#### Task description
Copy every line of the data below verbatim, from first to last.

#### Record excerpts
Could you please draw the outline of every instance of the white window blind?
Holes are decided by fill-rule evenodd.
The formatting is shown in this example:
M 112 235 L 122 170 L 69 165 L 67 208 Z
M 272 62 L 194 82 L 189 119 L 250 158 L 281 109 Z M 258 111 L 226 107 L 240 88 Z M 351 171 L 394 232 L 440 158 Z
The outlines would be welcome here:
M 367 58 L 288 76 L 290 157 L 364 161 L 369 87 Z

#### Response
Could you please draw the outline of every instance of the white window blind?
Holes are decided by fill-rule evenodd.
The formatting is shown in this example:
M 112 235 L 122 170 L 69 165 L 67 208 Z
M 272 62 L 194 82 L 189 119 L 250 158 L 281 109 Z M 258 111 L 226 107 L 240 88 Z M 351 171 L 394 232 L 440 158 Z
The outlines would be welcome here:
M 367 58 L 288 76 L 290 157 L 364 161 L 369 87 Z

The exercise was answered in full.